> _Your instructions_: Please reproduce the entire listing below, switching every "tab-separated" to "comma-separated" and keeping everything else the same. Leave the pictures out of your answer.

> _Material supplied_:
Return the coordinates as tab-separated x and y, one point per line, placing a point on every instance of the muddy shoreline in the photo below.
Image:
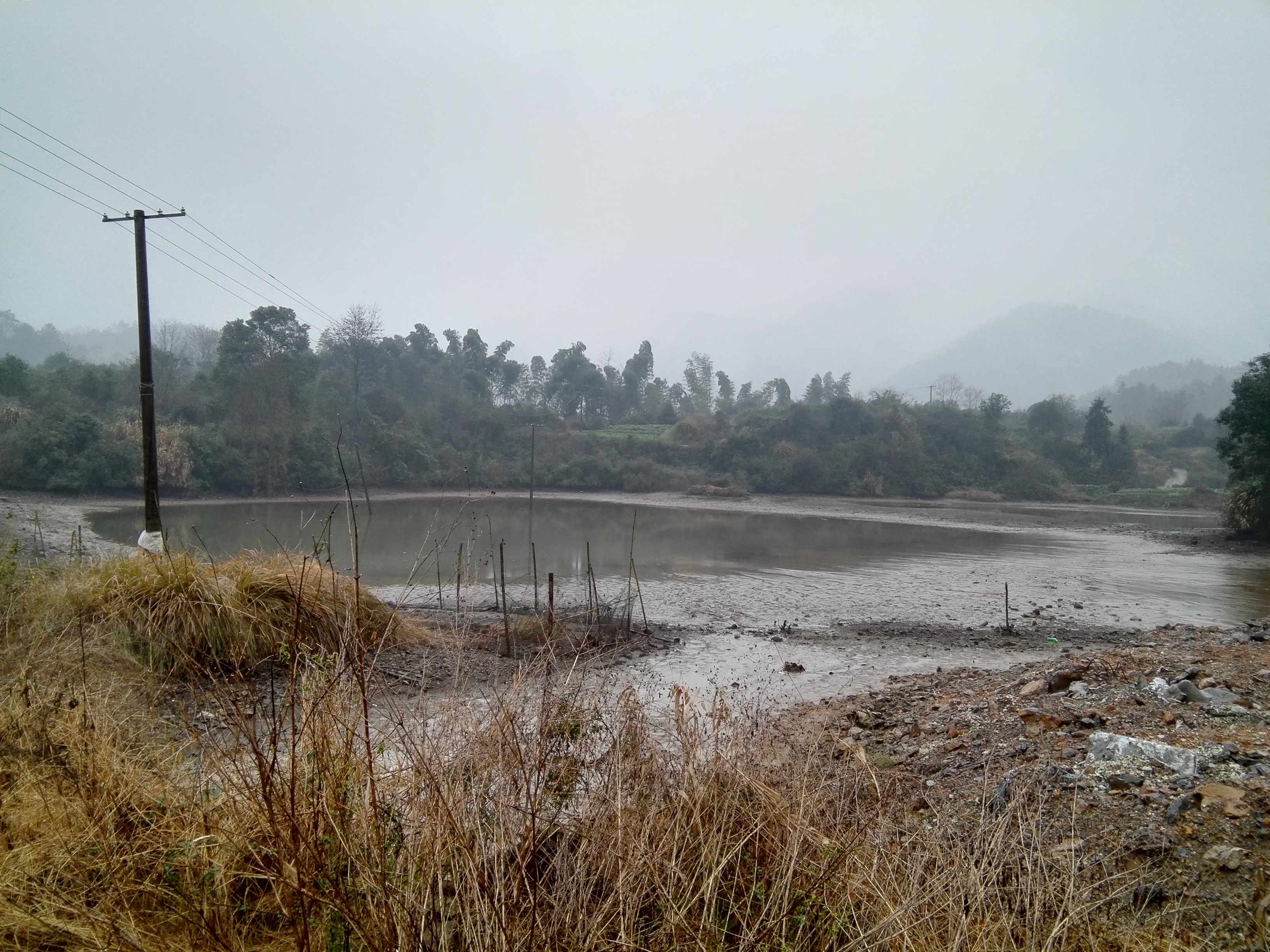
837	655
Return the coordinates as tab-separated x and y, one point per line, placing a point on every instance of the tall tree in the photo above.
354	340
699	383
1098	431
1246	447
263	369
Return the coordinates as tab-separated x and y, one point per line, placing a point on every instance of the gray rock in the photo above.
1118	747
1182	804
1226	711
1226	857
1192	693
1221	696
1124	781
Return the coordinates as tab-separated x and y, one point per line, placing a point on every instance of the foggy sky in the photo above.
616	172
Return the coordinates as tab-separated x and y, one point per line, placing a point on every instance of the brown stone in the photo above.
1033	688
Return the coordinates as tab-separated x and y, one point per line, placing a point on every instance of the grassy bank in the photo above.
310	810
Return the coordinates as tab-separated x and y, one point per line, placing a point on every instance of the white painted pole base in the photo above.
152	542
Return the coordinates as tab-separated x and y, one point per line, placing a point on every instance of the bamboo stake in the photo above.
640	593
506	648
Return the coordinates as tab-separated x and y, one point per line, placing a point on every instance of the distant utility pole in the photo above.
534	429
152	537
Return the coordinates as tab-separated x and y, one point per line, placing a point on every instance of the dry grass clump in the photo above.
184	612
554	819
557	816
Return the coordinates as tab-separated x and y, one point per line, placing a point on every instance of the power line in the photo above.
280	286
58	181
49	187
81	154
162	238
270	280
183	264
69	163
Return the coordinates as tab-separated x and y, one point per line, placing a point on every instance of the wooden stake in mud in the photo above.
630	570
640	593
506	648
592	593
493	579
550	604
459	582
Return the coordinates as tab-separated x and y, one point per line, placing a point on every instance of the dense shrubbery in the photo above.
265	410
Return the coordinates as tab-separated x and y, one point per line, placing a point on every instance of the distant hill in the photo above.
92	345
1168	394
1042	350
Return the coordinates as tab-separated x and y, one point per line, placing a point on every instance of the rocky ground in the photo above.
1152	756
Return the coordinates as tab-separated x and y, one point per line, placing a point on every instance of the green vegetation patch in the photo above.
635	431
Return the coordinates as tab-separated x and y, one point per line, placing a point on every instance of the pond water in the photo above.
721	565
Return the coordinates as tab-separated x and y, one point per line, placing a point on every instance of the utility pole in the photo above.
534	429
152	537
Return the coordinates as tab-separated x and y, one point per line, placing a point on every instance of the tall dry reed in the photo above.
556	814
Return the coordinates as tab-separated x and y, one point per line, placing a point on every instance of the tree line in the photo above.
262	408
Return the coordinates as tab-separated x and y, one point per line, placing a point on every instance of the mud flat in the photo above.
1166	794
853	591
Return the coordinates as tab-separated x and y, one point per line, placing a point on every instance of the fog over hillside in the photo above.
1042	350
1168	395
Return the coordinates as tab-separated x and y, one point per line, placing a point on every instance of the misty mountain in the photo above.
93	345
860	334
1042	350
1168	395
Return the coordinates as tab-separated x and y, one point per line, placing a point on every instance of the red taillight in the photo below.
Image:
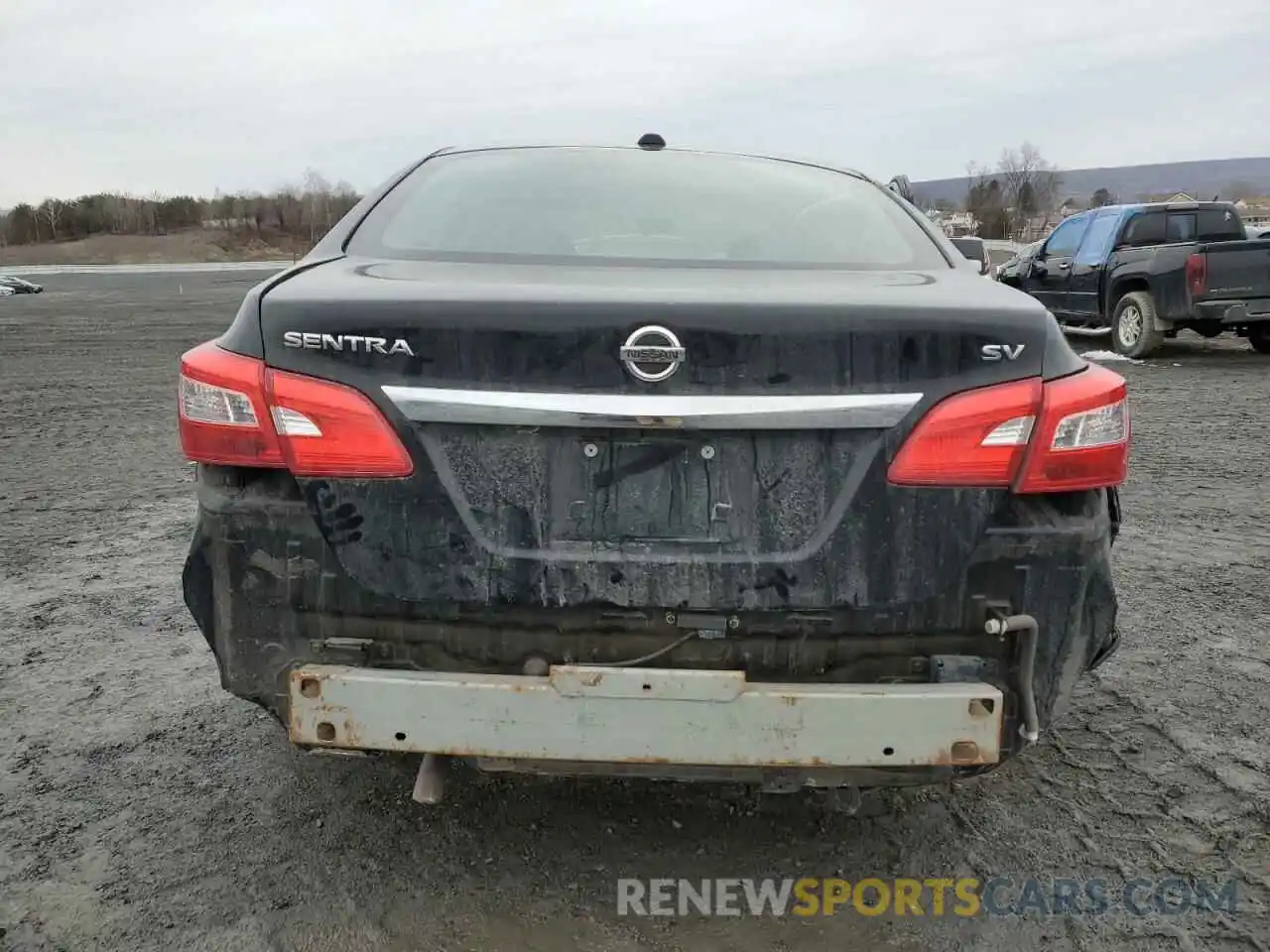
1069	434
235	412
970	439
1197	273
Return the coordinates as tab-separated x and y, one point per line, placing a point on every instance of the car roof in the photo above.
1160	206
579	146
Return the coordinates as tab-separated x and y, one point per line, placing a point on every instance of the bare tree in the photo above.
318	191
53	212
1030	184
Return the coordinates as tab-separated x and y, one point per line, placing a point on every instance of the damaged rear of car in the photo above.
652	461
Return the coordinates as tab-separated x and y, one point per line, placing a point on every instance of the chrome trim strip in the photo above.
647	412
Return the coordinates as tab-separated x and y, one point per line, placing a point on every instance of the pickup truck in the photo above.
1141	273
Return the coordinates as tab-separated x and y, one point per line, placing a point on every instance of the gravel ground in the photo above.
141	807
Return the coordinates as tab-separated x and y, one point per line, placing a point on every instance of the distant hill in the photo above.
1201	179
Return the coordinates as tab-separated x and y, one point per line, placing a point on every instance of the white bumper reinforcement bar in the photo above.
645	716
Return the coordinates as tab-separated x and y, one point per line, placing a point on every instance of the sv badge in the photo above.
1001	352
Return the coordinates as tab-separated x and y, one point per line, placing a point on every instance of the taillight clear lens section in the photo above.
1069	434
1083	438
329	429
221	408
1092	428
203	403
232	412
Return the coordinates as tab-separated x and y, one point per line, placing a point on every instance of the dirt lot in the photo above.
141	807
193	245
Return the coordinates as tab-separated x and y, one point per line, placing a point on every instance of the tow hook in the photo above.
1026	629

> _Final result_:
Return the coordinates as comma-separated x and y, one point per line, placing a point on every instance of the muddy shoreline in the photo below.
Image:
837	655
Return the coordinates as comma-separated x and y, one point per line, placing a point on every instance of the tall tree in the photo above.
354	340
699	383
1098	431
1246	447
263	369
Return the coordinates as comma-separated x and y, one point per line, placing a point on every instance of the gray rock in the photo above.
1118	747
1182	804
1226	711
1226	857
1192	693
1221	696
1124	781
Return the coordinates as comma-separated x and y, one point per line, placing a point on every instance of the foggy sky in the photo above.
616	172
Return the coordinates as comma-separated x and y, one point per line, placing a point on every instance of the brown stone in the photo above.
1033	688
Return the coordinates as comma-separated x and y, one point per line, placing a point on every instance of the grassy bank in the photo above.
310	810
Return the coordinates as comma-separated x and y, one point per line, placing a point on every instance of the white painted pole base in the photo above.
152	542
Return the coordinates as comma-separated x and y, one point per line, placing a point on every instance of the bamboo stake in the photo above.
640	593
506	648
Return the coordinates as comma-separated x and y, one point per line, placing a point on every instance of the distant utility pole in the photo above.
534	429
152	537
Return the coordinates as comma-separated x and y, one point per line, placing a point on every instance of the dry grass clump in the photo above.
184	612
554	819
557	816
Return the coordinates as comma-separated x and y, one point per line, placing a point on every instance of the power line in the photo above.
280	286
58	181
49	187
81	154
162	238
270	280
183	264
69	163
Return the coordinates as comma-separated x and y, one point per line, placing a point on every instance of the wooden stake in mud in the photo above.
630	570
640	593
506	648
592	593
493	579
550	604
459	582
Return the coordinates as comma-separated x and y, one point per line, placing a point on every instance of the dense shrubbery in the photo above.
265	410
Return the coordinates as comma-separated x and y, one point per line, placing a point on every instance of the distant hill in the photo above.
92	345
1168	394
1042	350
Return the coordinates as comma-separated x and y, one point per line, placing a point on every instance of the rocky ground in the photo above.
1152	756
Return the coordinates as comma-separated x and y, one point per line, placing a point on every instance of the green vegetation patch in the photo above.
635	431
Return the coordinates as comma-separated x and y, one point per line, placing a point on every instance of the pond water in the photo above.
721	565
Return the coordinates as comma-separated x and y, one point per line, placing a point on every instance of the utility pole in the photo above.
534	429
152	537
Return the coordinates as comma-separated x and y, one point per line, placing a point on every instance of the tall dry reed in the photo above.
556	814
Return the coordinates as comma-separated x and y, one point per line, placing a point on every instance of the tree line in the photo above.
262	408
Return the coordinates as comma-separated x and y, one point per line, placing a point on every instance of the mud flat in the photo above.
1166	794
853	591
Return the coordinates as comma-separated x and y, one point per line, placing a point on every instance of the fog over hillside in the photo above.
1042	350
1168	395
Return the coordinates as comma-separated x and y, one point per line, placing a point on every instance of the misty mountain in the photo above.
93	345
860	334
1042	350
1168	395
Return the coordinates as comma-separated x and y, one point per line, placing a point on every instance of the red taillight in the photo below.
Image:
1069	434
235	412
970	439
1197	273
Return the coordinates as comma-separated x and y, one point per line, placing a point on every instance of the car roof in the photo above.
1160	206
579	146
Return the coordinates as comma-separated x and y, one point per line, placing a point on every instance of the bare tree in the photo above.
318	191
53	212
1030	184
Return the coordinates as comma-separated x and y, one point per line, placing a point on every instance of the damaged rear of car in the photo above.
652	461
Return the coordinates as comma-separated x and y, one point per line, placing a point on every instance of the chrome trim strip in the photo above.
647	412
Return the coordinates as comma-separated x and y, one point per line, placing a point on every instance of the pickup truck in the photo above.
1141	273
Return the coordinates as comma-separated x and y, one point per line, placing a point on every instance of the gravel ground in the photo above.
141	807
Return the coordinates as comma-separated x and y, one point per line, placing a point on every instance of the distant hill in the photo above.
1201	179
Return the coordinates as comma-separated x and y, one point per line, placing a point on every instance of the white bumper reinforcement bar in the photo above.
645	716
Return the coordinates as comma-separated x and y, one point per line, placing a point on every instance of the sv badge in the photo above.
1001	352
Return the coordinates as comma-separated x and y, one point per line, placing a point on every instance of the taillight clear lens section in the photo above.
1069	434
1083	438
329	429
221	408
1092	428
203	403
232	412
Return the coordinates as comma-separated x and y, one point per line, placing a point on every instance of the dirt lot in the photo above.
141	807
193	245
Return the coordinates as comma-separated x and y, one point per line, placing a point on every instance of the tow hook in the photo above.
1026	629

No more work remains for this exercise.